Information provided →
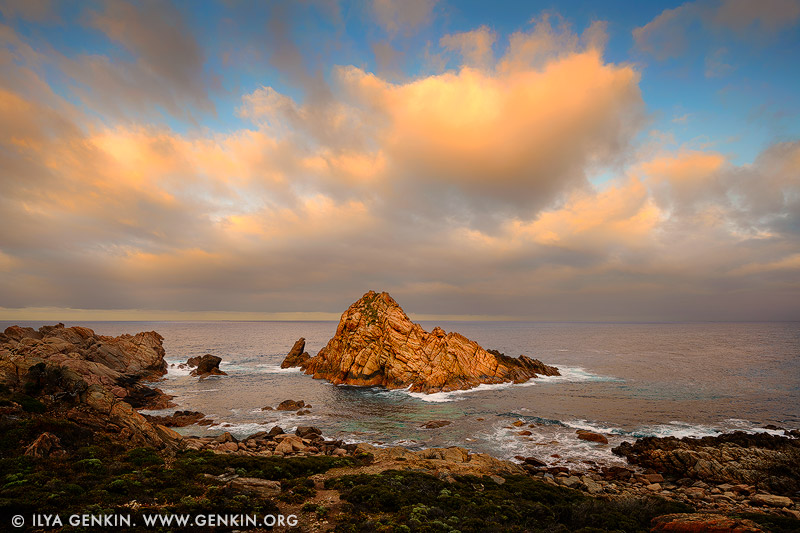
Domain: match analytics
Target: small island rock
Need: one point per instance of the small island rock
(377, 344)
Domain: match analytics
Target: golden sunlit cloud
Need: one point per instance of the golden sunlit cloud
(470, 185)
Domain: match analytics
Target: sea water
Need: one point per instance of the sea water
(626, 380)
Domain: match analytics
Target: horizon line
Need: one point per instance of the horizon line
(68, 314)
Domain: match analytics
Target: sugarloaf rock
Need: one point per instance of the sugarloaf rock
(377, 344)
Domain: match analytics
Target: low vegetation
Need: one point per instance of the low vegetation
(419, 502)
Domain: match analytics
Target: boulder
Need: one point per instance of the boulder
(769, 462)
(252, 486)
(207, 365)
(377, 344)
(308, 432)
(703, 522)
(290, 405)
(276, 430)
(43, 446)
(591, 436)
(433, 424)
(177, 419)
(770, 500)
(297, 356)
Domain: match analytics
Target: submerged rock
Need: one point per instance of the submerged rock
(207, 365)
(434, 424)
(377, 344)
(591, 436)
(297, 355)
(290, 405)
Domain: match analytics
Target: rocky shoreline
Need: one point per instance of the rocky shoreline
(57, 382)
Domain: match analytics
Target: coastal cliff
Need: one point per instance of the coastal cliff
(92, 380)
(377, 344)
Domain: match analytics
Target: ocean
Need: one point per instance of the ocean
(626, 380)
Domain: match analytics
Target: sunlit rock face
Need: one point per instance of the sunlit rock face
(377, 344)
(92, 380)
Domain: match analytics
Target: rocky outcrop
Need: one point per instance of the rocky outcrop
(297, 355)
(206, 365)
(766, 461)
(703, 523)
(591, 436)
(90, 379)
(180, 419)
(45, 445)
(377, 344)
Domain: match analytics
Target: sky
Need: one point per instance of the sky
(571, 160)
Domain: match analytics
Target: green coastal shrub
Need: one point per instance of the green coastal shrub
(422, 502)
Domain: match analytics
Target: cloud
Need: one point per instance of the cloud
(511, 140)
(669, 34)
(402, 16)
(465, 189)
(30, 10)
(474, 46)
(166, 69)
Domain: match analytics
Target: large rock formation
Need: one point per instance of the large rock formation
(206, 365)
(377, 344)
(90, 379)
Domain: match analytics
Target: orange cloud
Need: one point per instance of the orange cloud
(622, 215)
(519, 137)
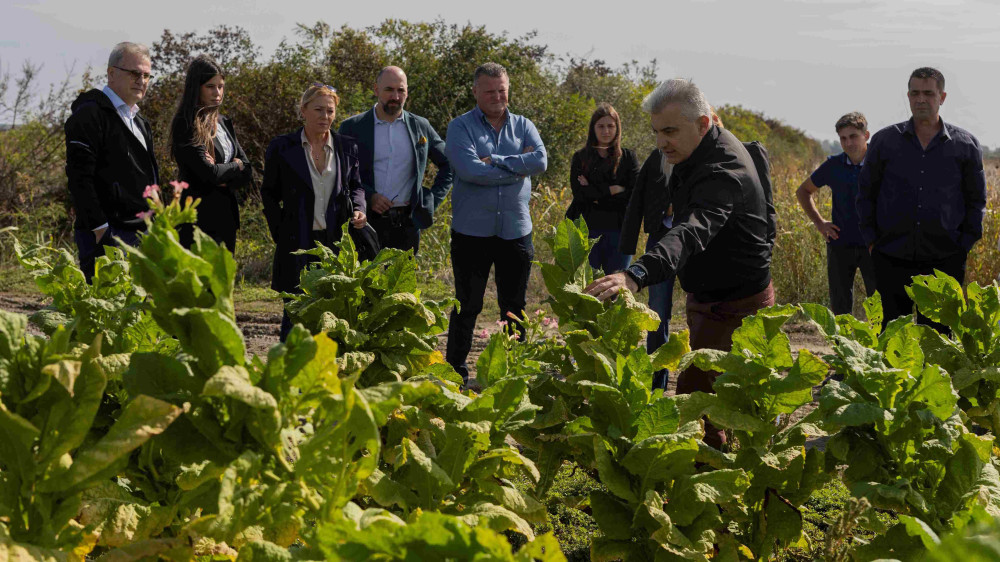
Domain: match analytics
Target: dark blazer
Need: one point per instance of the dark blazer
(214, 184)
(288, 198)
(106, 165)
(426, 144)
(648, 205)
(594, 201)
(720, 244)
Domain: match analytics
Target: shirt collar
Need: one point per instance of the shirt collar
(120, 103)
(305, 139)
(484, 119)
(402, 115)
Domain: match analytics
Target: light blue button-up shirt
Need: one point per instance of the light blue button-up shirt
(127, 113)
(492, 199)
(394, 164)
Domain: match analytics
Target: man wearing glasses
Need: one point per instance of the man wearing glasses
(109, 157)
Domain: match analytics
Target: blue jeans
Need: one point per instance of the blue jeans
(605, 255)
(661, 302)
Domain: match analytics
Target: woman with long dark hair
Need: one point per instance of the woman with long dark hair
(602, 175)
(209, 158)
(312, 186)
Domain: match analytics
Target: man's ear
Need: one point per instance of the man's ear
(704, 124)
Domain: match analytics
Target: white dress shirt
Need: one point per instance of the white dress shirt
(394, 162)
(127, 113)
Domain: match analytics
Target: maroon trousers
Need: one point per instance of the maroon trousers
(712, 325)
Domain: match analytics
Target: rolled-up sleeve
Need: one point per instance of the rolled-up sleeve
(460, 146)
(711, 206)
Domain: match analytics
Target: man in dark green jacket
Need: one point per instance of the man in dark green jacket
(394, 148)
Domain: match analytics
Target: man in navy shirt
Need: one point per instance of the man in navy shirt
(494, 153)
(922, 195)
(846, 251)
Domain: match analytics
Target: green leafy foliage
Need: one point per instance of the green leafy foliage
(373, 311)
(760, 386)
(112, 306)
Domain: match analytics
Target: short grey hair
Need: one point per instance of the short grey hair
(125, 48)
(491, 69)
(678, 90)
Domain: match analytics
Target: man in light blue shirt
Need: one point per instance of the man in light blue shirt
(493, 153)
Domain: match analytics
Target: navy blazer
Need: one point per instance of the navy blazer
(288, 198)
(426, 144)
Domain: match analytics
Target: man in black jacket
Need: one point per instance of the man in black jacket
(109, 157)
(721, 239)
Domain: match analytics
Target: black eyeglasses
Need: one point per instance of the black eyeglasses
(136, 75)
(327, 86)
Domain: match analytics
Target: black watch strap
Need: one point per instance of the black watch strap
(637, 274)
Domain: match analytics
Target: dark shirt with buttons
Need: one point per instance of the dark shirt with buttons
(922, 204)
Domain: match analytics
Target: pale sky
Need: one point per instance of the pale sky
(805, 62)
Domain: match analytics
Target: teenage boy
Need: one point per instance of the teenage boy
(846, 251)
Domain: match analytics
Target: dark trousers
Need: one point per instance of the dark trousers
(324, 238)
(471, 260)
(892, 275)
(396, 229)
(661, 302)
(605, 255)
(712, 325)
(842, 262)
(90, 249)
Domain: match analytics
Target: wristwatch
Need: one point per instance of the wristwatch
(637, 274)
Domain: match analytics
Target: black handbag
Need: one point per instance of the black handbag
(365, 239)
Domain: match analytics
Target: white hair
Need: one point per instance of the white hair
(125, 48)
(678, 90)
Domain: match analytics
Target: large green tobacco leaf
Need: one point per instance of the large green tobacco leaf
(142, 418)
(19, 552)
(118, 518)
(658, 417)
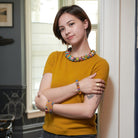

Goal →
Which lines in the data above contain the word "strap"? Extract each of them in full.

Task solution →
Target: black watch strap
Need: one point per instance of the black watch strap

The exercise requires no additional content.